26 Aralık 2022 Pazartesi

ÖLÜM VE MESAFE

 

Dünya hayatının geçiciliği muhakkak ve gerçek. Geçici bir heves ve sınırlı nefes sahibiyken, aynı zaman da oyalanmadan ibaret olan bir nimet. Canımızın bile gerçek sahibi kendimiz değilken, hırsımıza, doyumsuzluğumuza, bencilliğimize, cimriliğimize bakar mısınız?

Frigyada köle olarak doğduğu bilinen filozof Epiktetos “ölüm daima gözünün önünde olsun. O zaman asla adi endişelere düşmezsin ve maddi hiçbir şeyi hırsla arzu etmezsin demiştir. Bu anlam da Yunus’un daha anlaşılır sözleri vardır mesela. Mal da yalan mülkte yalan. Al biraz da sen oyalan misali…

 Malı, mülkü, makamı mevkiyi, şanı şöhreti velhasıl maddi zenginlikleri hava atma aracı, büyüklenmek için gerekli görmenin esaretini birazcık(!) bilmek gerek.

Cahit Sıtkı Tarancı bir şiirinde;

“Neylersin ölüm herkesin başında

Uyudun uyanamadın  olacak.

Kim bilir nerde, nasıl kaç yaşında.

Bir namazlık saltanatın olacak,

Taht misali o musalla taşında..” diyerek hatırlatma yapmıştır.

• Materyal:
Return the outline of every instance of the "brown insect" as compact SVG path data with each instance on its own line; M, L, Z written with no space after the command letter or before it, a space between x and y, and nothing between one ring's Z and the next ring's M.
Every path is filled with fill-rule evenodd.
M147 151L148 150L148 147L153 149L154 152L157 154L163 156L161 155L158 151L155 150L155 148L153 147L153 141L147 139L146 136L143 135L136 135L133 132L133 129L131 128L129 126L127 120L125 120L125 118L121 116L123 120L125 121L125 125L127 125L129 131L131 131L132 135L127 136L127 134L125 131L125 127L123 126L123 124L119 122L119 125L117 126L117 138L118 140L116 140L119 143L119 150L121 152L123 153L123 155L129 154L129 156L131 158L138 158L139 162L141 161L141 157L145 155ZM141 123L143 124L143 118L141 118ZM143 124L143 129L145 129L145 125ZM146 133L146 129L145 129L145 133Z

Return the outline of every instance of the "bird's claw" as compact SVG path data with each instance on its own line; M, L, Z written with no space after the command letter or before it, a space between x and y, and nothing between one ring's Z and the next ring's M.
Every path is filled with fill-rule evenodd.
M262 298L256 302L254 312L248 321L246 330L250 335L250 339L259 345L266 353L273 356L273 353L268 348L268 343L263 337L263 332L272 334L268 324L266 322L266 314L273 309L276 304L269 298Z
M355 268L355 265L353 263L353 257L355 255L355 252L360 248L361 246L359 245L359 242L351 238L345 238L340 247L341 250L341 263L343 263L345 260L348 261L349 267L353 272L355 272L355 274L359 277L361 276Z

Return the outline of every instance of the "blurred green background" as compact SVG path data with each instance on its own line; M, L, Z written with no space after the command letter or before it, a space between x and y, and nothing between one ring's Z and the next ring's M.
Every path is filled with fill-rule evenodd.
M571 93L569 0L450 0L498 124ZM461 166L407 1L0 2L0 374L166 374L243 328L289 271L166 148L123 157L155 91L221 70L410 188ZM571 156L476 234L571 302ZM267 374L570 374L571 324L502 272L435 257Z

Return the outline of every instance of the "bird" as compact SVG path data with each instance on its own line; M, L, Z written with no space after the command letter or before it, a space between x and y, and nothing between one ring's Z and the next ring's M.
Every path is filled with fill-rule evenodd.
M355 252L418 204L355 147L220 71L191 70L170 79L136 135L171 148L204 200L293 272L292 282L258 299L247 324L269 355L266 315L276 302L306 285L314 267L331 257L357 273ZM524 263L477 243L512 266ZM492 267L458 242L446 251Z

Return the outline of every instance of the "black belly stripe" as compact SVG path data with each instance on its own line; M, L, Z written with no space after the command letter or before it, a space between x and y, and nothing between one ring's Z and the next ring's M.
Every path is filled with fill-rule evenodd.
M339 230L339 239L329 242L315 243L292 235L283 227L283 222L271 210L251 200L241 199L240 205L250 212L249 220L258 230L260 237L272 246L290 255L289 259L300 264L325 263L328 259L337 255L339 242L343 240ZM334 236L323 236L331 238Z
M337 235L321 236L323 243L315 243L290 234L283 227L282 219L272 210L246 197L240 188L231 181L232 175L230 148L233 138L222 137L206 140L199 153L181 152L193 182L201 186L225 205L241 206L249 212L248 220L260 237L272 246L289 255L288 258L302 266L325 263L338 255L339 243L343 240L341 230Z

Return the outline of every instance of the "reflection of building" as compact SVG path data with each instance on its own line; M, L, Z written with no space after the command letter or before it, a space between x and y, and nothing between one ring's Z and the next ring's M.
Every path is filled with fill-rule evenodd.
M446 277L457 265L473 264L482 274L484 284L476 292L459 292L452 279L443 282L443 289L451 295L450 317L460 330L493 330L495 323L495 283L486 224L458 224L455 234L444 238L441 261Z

==

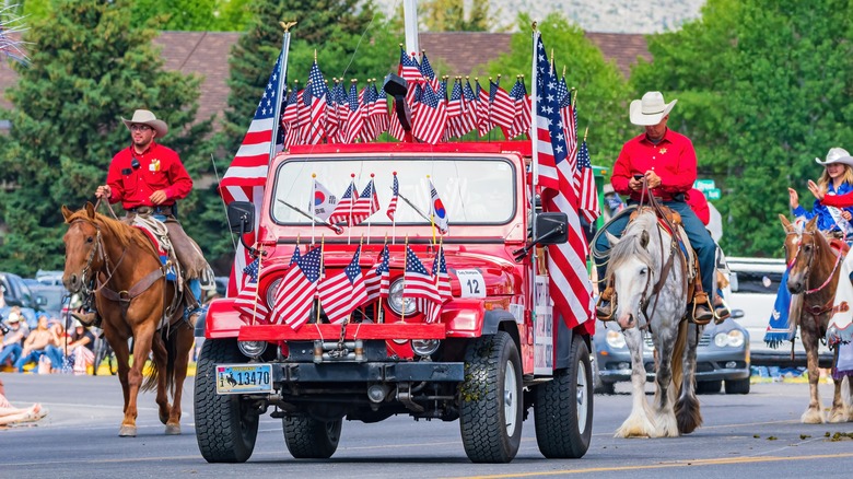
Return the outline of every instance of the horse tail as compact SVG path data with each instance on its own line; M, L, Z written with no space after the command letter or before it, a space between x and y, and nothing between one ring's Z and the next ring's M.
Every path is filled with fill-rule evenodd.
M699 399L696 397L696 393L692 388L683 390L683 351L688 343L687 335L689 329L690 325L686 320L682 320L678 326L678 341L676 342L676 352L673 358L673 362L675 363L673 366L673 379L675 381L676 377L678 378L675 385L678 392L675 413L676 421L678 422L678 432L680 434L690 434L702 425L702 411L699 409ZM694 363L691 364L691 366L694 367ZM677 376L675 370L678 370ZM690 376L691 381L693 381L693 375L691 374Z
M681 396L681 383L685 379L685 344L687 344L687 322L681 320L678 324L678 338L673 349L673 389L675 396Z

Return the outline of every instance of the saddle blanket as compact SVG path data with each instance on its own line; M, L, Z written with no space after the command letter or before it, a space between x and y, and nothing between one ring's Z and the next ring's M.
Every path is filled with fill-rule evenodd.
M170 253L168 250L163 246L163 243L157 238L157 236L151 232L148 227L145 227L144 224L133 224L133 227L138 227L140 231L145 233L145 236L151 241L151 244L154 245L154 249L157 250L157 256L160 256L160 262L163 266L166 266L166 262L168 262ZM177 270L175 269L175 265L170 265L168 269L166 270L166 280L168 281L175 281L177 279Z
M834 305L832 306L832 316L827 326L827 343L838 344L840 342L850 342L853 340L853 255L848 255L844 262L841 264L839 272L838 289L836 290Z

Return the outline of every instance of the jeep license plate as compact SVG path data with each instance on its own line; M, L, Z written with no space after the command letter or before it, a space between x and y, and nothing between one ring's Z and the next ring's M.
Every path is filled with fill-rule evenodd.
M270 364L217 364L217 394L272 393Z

• İstek:
Verilen metinde "26 Aralık 2022" ile "cimriliğimize bakar mısınız?" arasındaki bölümü, her iki uç da dahil olmak üzere, hiç değiştirmeden yazar mısınız? Buradaki öğeler başka bir kaynaktan alınmıştır.

• Çözüm:
26 Aralık 2022 Pazartesi

ÖLÜM VE MESAFE

 

Dünya hayatının geçiciliği muhakkak ve gerçek. Geçici bir heves ve sınırlı nefes sahibiyken, aynı zaman da oyalanmadan ibaret olan bir nimet. Canımızın bile gerçek sahibi kendimiz değilken, hırsımıza, doyumsuzluğumuza, bencilliğimize, cimriliğimize bakar mısınız?